• Document passage:
------------------------------------------------
Comments (7)
@coiby , to use a custom dictionary, you could use original_lesk()
where you can input your own dictionary:
from nltk import word_tokenize
from pywsd.lesk import original_lesk
dictionary = {'reflex.a.1' : 'Physiology. noting or pertaining to an involuntary response to a stimulus, the nerve impulse from a receptor being transmitted inward to a nerve center that in turn transmits it outward to an effector.',
'reflex.a.2' : 'occurring in reaction; responsive.',
'reflex.a.3' : 'cast back; reflected, as light, color, etc.',
'reflex.a.4' : 'bent or turned back.',
'reflex.a.5' : 'designating a radio apparatus in which the same circuit or part performs two functions.',
'reflex.n.1' : 'Physiology. Also called reflex act. movement caused by a reflex response. Also called reflex action. the entire physiological process activating such movement.',
'reflex.n.2' :'any automatic, unthinking, often habitual behavior or response.',
'reflex.n.3' : 'the reflection or image of an object, as exhibited by a mirror or the like.',
'reflex.n.4' : 'a reproduction, as if in a mirror.',
'reflex.n.5' : 'a copy; adaptation.',
'reflex.n.6' : 'reflected light, color, etc.',
'reflex.n.7' : 'Historical Linguistics. an element in a language, as a sound, that has developed from a corresponding element in an earlier form of the language'}
# Tokenize your definitions from the custom dictionary.
# It's a weird step (possibly, i should change the function
# to do this automatically)
dictionary = {k:" ".join(word_tokenize(v)) for k,v in dictionary.items()}
context = "Virtual assistants also require a conscious decision to stop doing the current task and actively seek out the virtual assistant, which is a reflex many users haven't developed."
context = " ".join(word_tokenize(context))
disambiguated = original_lesk(context, 'reflex', dictionary)
print disambiguated
print dictionary[disambiguated]
[out]:
reflex.n.7
Historical Linguistics . an element in a language , as a sound , that has developed from a corresponding element in an earlier form of the language
Note that the original lesk is flawed, hence the various version of lesk.
But do note that a dictionary has many sense per word like a synset so when you build your custom dictionary you need 1 key-value pair per sense and not per word.
------------------------------------------------
• Problem requirements: Please restate the paragraph of the comment that begins "But do note that a dictionary" in fewer words, keeping its main facts. Use only the comment on custom dictionaries.

• Source data:
------------------------------------------------
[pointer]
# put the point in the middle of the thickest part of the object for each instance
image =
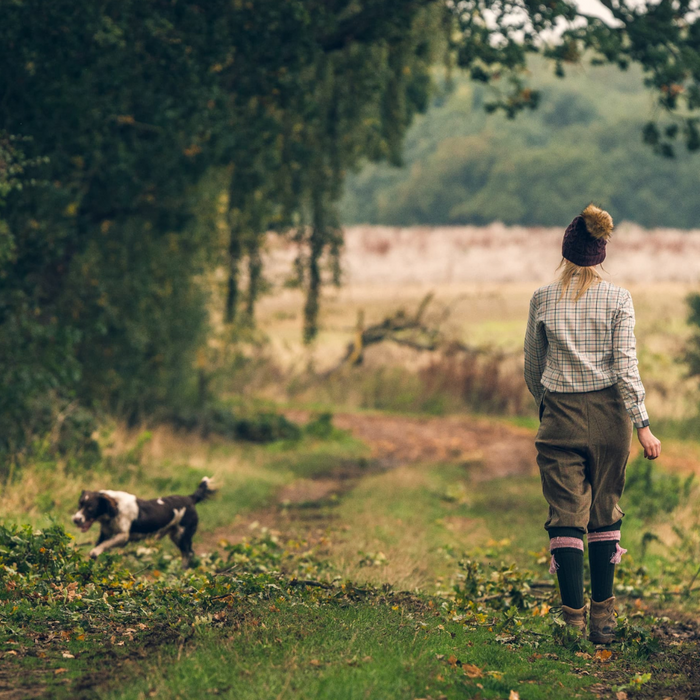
------------------------------------------------
• The answer: Like a synset, a dictionary lists several senses per word, so a custom dictionary needs one key-value pair per sense, not per word.